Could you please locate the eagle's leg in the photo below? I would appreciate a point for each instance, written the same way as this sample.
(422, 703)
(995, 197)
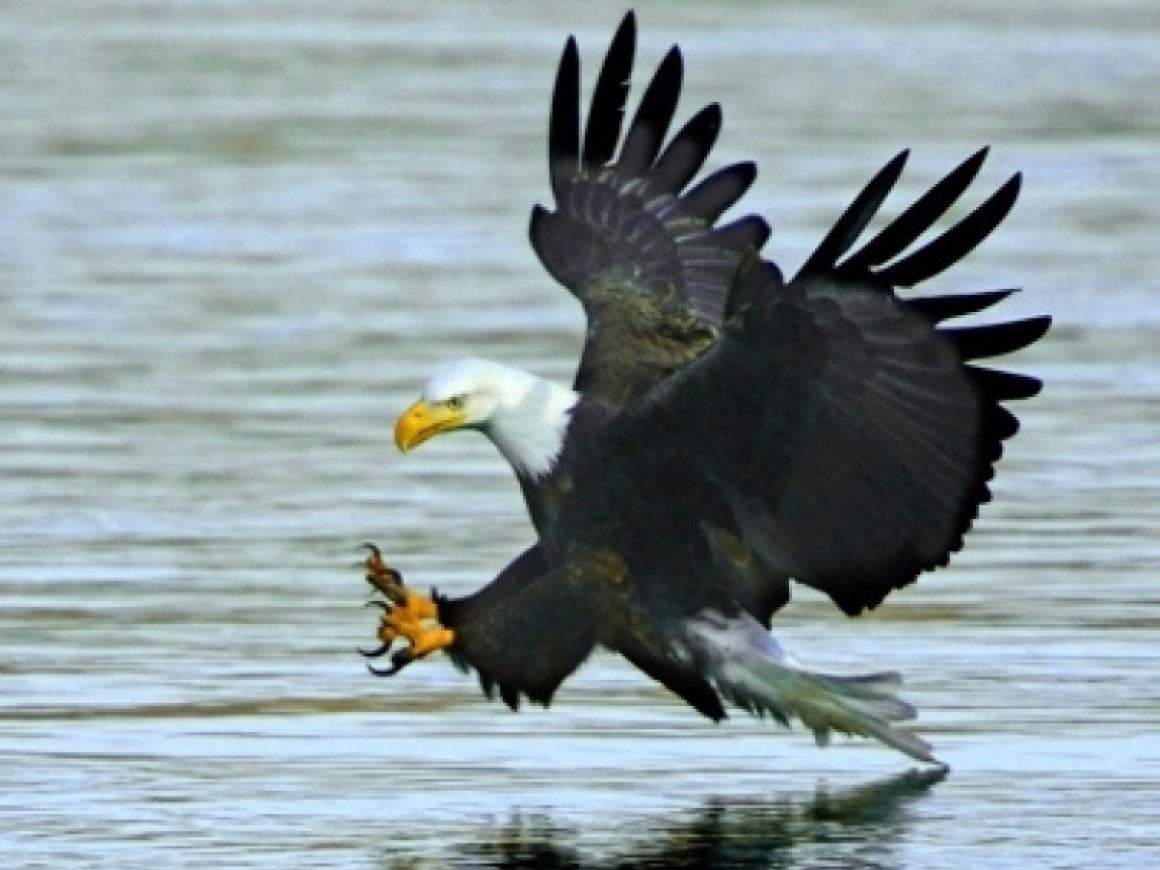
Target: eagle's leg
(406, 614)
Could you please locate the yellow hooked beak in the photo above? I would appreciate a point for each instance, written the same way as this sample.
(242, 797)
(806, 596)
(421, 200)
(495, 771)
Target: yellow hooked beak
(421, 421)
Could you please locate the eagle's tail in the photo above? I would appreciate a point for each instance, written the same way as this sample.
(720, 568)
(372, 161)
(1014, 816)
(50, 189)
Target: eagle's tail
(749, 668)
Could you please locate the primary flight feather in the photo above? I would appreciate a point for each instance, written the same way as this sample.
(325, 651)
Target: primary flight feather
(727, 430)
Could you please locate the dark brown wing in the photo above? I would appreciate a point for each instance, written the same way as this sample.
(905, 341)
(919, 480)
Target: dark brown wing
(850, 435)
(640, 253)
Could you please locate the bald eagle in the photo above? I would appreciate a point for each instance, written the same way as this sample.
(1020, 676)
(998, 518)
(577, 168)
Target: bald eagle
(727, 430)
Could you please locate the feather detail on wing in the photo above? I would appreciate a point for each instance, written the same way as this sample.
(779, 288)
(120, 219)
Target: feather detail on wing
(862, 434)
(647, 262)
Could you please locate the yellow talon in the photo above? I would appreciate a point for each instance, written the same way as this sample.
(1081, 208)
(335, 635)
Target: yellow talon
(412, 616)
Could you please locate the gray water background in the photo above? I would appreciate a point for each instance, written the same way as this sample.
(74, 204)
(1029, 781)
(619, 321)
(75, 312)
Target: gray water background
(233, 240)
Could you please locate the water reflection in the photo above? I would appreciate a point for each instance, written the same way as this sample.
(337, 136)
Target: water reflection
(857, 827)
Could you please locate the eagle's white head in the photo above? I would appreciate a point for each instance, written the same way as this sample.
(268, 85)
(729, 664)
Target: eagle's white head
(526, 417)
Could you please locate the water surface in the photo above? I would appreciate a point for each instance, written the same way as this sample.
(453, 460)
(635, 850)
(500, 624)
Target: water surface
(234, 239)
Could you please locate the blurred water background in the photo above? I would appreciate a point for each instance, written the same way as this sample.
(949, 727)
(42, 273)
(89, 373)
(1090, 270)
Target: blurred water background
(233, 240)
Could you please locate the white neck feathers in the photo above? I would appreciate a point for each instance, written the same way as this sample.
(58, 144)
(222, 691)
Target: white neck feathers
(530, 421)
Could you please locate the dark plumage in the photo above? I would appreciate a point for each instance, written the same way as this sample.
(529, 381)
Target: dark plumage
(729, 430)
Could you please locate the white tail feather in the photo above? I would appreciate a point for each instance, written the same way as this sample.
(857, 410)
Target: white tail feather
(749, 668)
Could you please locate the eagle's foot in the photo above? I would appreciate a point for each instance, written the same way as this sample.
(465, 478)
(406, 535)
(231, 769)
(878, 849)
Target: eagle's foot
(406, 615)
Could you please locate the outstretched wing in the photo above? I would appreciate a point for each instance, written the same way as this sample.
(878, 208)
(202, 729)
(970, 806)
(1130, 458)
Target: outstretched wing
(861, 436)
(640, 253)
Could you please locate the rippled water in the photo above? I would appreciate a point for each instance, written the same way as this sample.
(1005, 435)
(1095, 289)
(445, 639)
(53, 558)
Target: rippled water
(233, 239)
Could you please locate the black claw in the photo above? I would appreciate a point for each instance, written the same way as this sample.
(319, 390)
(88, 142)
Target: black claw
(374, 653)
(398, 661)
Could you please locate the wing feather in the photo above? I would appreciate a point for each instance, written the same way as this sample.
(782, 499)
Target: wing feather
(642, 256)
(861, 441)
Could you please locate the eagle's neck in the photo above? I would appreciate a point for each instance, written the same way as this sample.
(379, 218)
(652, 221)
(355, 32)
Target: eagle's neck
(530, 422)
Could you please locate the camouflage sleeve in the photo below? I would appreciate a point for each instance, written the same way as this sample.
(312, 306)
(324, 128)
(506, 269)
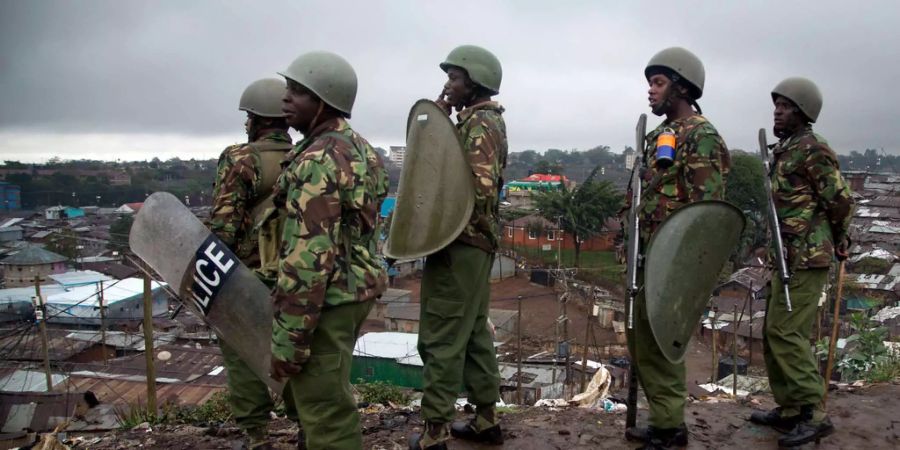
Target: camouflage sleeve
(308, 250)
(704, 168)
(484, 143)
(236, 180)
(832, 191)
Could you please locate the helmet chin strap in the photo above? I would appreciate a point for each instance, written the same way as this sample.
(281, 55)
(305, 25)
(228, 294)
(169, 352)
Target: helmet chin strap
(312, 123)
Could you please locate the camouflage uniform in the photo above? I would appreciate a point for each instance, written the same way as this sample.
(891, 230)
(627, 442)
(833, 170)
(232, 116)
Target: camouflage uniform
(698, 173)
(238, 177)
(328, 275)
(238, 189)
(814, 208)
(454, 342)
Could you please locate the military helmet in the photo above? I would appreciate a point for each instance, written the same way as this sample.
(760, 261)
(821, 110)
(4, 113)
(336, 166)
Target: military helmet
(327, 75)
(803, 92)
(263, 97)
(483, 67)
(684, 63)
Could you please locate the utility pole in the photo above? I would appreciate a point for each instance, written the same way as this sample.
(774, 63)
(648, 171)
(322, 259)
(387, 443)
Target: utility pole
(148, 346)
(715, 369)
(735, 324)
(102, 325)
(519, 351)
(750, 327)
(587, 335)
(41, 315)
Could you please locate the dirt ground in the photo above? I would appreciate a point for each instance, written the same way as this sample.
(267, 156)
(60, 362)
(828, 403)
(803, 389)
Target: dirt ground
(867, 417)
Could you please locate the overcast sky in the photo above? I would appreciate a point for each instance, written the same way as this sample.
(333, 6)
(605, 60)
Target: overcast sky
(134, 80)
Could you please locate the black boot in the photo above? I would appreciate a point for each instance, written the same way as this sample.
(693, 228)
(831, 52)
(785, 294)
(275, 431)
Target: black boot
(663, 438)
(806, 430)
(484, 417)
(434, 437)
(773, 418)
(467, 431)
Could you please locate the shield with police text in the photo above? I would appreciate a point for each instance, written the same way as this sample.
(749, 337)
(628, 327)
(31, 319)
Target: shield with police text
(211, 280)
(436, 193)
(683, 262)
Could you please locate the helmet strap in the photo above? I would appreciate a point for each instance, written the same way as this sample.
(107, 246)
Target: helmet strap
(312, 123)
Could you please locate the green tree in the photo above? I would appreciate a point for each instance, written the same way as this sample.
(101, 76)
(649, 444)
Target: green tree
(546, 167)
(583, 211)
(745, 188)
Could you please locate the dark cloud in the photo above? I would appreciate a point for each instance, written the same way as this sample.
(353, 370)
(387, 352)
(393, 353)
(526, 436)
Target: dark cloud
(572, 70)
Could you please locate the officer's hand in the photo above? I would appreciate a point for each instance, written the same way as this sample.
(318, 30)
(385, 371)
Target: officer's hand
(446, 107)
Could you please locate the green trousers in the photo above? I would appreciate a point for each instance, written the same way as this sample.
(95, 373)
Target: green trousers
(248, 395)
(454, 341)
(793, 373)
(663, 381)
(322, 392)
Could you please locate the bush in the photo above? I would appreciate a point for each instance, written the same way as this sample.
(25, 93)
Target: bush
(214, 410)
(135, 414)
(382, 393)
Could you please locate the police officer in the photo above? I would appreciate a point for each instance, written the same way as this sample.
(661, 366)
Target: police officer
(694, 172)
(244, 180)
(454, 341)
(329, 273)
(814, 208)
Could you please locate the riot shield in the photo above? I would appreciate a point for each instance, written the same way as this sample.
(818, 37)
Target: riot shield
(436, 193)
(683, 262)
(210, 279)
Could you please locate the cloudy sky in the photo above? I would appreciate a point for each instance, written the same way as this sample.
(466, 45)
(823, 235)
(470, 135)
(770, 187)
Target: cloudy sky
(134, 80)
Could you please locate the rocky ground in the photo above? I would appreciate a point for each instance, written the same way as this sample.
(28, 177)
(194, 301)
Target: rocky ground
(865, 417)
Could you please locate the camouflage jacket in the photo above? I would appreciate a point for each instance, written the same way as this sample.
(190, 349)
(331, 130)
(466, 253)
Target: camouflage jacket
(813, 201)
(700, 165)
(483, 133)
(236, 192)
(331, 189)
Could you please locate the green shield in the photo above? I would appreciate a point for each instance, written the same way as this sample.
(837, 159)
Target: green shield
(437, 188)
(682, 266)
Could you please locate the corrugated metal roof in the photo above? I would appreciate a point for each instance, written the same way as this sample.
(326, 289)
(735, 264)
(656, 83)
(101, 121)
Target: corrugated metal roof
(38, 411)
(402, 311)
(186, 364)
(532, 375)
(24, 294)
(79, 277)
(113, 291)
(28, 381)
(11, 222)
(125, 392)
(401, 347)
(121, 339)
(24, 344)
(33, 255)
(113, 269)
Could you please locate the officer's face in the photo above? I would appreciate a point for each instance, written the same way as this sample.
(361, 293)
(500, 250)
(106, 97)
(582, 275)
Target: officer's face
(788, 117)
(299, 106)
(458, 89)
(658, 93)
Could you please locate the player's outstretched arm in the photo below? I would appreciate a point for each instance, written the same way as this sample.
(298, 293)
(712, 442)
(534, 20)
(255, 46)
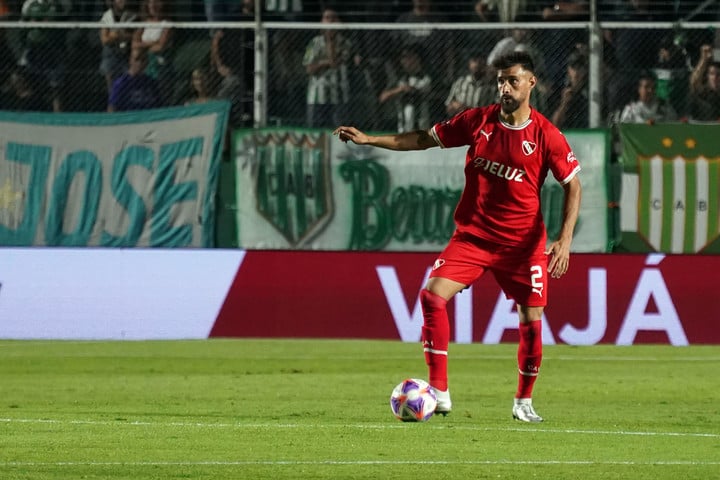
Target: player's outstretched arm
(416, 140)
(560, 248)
^^^^^^^^^^^^^^^^
- STATED EXERCISE: Starting with the line that contains "Could you please locate the officer's face", reproduce every line down to the end of the listing above, both endpoints included. Pictures stay out.

- WRITTEN SOLUTION:
Could you please locate the officer's face in the photo above? I would appreciate a point for each instance, written the same way as this sample.
(361, 293)
(500, 250)
(106, 97)
(582, 275)
Target: officer's face
(788, 117)
(299, 106)
(458, 89)
(658, 93)
Could you please locate the player's outstretched arm in the photo below? I would appreciate a point for each instance, written the same way as this sample.
(298, 293)
(712, 442)
(534, 20)
(255, 46)
Target: player's outstretched arm
(416, 140)
(560, 248)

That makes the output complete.